[[ DATA open ]]
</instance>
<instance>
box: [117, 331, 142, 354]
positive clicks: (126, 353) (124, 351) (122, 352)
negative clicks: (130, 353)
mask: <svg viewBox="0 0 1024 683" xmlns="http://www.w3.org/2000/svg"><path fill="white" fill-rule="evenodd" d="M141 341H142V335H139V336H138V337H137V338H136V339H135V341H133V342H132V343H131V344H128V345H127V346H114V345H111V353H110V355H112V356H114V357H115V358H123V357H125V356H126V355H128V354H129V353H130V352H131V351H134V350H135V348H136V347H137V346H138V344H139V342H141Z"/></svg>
[[ DATA closed ]]
Please output all of the records above again, line for line, with no changes.

</instance>
<instance>
box: [117, 331, 142, 354]
positive clicks: (126, 353) (124, 351) (122, 352)
negative clicks: (130, 353)
mask: <svg viewBox="0 0 1024 683" xmlns="http://www.w3.org/2000/svg"><path fill="white" fill-rule="evenodd" d="M141 341H142V335H139V336H138V337H137V338H136V339H135V341H133V342H132V343H131V344H128V345H127V346H114V345H111V353H110V355H112V356H114V357H115V358H123V357H125V356H126V355H128V354H129V353H130V352H131V351H134V350H135V348H136V347H137V346H138V344H139V342H141Z"/></svg>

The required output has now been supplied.